TASK STATEMENT: How many lines in the rows below contain the word "green"? Give the number alone.

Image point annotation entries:
## BEGIN

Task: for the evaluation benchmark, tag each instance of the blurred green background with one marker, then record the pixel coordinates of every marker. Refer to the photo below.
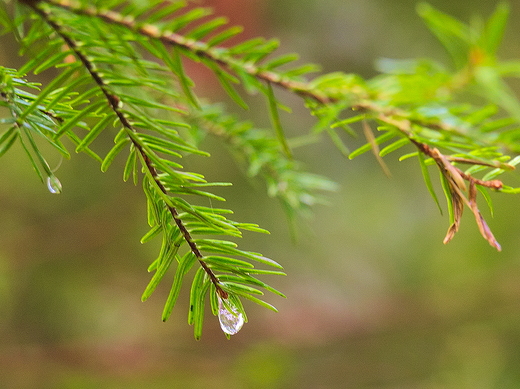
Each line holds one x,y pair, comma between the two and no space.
375,300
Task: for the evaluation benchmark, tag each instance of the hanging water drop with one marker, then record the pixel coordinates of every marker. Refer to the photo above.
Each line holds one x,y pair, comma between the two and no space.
230,322
53,184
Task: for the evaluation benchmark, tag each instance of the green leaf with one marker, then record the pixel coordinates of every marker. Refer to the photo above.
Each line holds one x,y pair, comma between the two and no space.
275,120
185,263
427,180
195,295
204,29
113,153
224,36
94,132
7,139
367,147
394,146
224,79
165,263
495,28
453,34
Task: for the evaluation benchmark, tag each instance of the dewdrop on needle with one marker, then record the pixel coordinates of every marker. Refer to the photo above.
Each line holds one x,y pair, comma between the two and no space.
53,184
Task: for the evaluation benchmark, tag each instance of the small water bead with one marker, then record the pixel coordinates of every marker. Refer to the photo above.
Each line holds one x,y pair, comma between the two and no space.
230,322
53,184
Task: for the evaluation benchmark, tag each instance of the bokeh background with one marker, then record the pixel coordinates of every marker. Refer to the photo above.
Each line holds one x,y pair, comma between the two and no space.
375,300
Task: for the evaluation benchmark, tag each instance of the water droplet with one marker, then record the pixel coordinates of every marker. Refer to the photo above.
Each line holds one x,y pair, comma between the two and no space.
53,184
230,322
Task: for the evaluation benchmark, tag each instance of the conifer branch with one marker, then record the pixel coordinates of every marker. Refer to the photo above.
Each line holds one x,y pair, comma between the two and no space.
114,102
303,89
200,49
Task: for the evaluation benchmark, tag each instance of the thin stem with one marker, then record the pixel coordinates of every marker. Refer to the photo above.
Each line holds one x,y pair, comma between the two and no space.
114,103
198,48
202,50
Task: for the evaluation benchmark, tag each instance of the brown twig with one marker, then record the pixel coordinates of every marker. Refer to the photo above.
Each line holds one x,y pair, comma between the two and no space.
114,103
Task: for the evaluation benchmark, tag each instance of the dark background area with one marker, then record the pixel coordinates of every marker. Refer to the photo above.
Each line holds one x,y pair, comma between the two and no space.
375,300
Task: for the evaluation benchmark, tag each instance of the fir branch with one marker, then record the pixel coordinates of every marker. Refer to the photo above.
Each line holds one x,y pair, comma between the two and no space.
219,57
198,48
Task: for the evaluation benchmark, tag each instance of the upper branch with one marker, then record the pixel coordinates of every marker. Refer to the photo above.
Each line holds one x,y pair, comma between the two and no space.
114,102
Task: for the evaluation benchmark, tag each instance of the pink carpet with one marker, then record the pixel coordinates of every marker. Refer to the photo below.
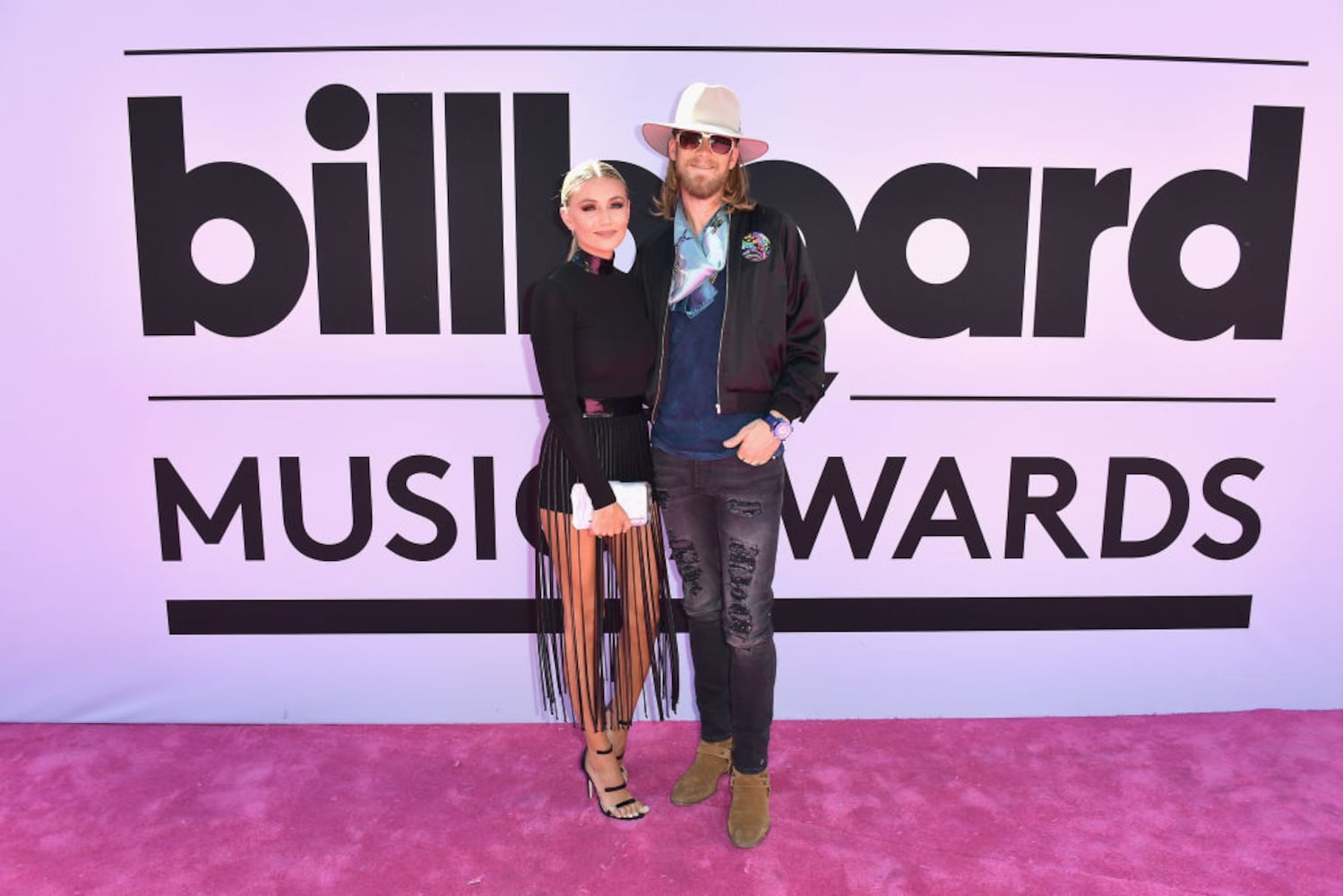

## END

ANSWER TO THE EXERCISE: 2